▸ **Exercise brief**: Reproduce the entire listing below, requests included, adjusting every point coordinate in the answers by -60 while leaving the requests and their format samples unchanged.

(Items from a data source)
Start

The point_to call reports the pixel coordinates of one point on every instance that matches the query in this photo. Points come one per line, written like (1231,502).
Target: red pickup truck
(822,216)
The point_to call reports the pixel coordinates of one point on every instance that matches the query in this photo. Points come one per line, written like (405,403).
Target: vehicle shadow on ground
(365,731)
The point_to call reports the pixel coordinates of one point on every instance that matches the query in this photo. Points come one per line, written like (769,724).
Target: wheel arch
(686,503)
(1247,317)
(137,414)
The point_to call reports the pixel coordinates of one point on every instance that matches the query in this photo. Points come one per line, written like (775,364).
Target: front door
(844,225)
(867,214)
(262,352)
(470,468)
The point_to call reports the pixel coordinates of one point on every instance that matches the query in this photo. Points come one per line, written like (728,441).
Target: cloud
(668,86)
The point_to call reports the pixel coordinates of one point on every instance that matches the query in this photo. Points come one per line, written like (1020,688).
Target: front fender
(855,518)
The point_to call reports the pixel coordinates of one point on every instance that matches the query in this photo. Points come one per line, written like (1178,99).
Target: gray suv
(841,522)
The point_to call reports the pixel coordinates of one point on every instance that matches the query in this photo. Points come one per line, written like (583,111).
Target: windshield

End

▸ **Written response**:
The point_to call reports the pixel coordinates of one point on every instance that matches the query in this photo. Points come one per line, written like (1231,502).
Target: red pickup truck
(762,156)
The point_to call reports the pixel coordinates of one point on every instance that matches the query in this photo. Points come one per line, written like (405,403).
Target: vehicle shadow on ground
(305,671)
The point_to call reports the pixel coordinates of one point on every instance that matches the query in this photo. Points come one per line, written like (769,724).
Target: wheel arch
(626,443)
(1187,257)
(77,354)
The point_to call reports the pixel coordinates of one point on every instance that matches the query in this photo. Points come one per line, written like (775,364).
Target: front door
(784,165)
(807,154)
(202,292)
(410,408)
The point_to call reports the pixel coordinates of one point on every instance that matches the query in this photo. Points come one per line, written like (728,441).
Target: cloud
(608,26)
The point_to call reports the pixel coordinates of one point on every instance that matches the query in this photo. Points come one per line, written like (1020,688).
Target: front fender
(795,458)
The point_to call reports the pixel coordinates of one point on every instance that matches the query in this photo. Points come one per line, written like (1178,99).
Target: gray suv
(781,462)
The point_to call reports the pixel coordinates of one point on every instance that matches the query in this photo. Points come one per line, written like (583,111).
Target: windshield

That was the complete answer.